Material shown:
:::
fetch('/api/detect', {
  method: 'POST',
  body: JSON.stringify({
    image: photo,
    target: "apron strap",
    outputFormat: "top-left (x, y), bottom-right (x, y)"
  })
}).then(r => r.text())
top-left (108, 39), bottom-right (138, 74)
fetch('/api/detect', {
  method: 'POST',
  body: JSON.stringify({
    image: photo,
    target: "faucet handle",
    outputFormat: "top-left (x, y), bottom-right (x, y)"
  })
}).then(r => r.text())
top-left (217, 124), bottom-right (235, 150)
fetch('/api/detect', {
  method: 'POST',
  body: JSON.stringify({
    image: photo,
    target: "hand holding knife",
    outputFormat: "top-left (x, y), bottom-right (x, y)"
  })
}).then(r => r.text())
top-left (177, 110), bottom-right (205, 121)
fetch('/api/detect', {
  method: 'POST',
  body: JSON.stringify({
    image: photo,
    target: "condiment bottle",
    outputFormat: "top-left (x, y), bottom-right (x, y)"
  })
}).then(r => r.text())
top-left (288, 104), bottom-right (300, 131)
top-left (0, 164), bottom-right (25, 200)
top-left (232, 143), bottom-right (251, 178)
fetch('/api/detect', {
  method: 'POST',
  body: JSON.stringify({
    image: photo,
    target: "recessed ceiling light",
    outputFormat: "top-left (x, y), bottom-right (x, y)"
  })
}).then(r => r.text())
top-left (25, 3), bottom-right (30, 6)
:::
To do: Go through the material above and set each line down verbatim.

Result of this exercise:
fetch('/api/detect', {
  method: 'POST',
  body: JSON.stringify({
    image: photo,
    target: "apron strap",
    outputFormat: "top-left (x, y), bottom-right (x, y)"
  })
}).then(r => r.text())
top-left (108, 39), bottom-right (138, 74)
fetch('/api/detect', {
  method: 'POST',
  body: JSON.stringify({
    image: photo,
    target: "faucet handle",
    outputFormat: "top-left (x, y), bottom-right (x, y)"
  })
}).then(r => r.text())
top-left (217, 124), bottom-right (235, 150)
fetch('/api/detect', {
  method: 'POST',
  body: JSON.stringify({
    image: photo,
    target: "hand holding knife",
    outputFormat: "top-left (x, y), bottom-right (x, y)"
  })
}).then(r => r.text())
top-left (177, 110), bottom-right (205, 121)
fetch('/api/detect', {
  method: 'POST',
  body: JSON.stringify({
    image: photo,
    target: "condiment bottle",
    outputFormat: "top-left (x, y), bottom-right (x, y)"
  })
}).then(r => r.text())
top-left (288, 104), bottom-right (300, 131)
top-left (0, 164), bottom-right (25, 200)
top-left (232, 143), bottom-right (251, 178)
fetch('/api/detect', {
  method: 'POST',
  body: JSON.stringify({
    image: photo,
    target: "recessed ceiling light",
    outputFormat: "top-left (x, y), bottom-right (x, y)"
  })
}).then(r => r.text())
top-left (25, 3), bottom-right (30, 6)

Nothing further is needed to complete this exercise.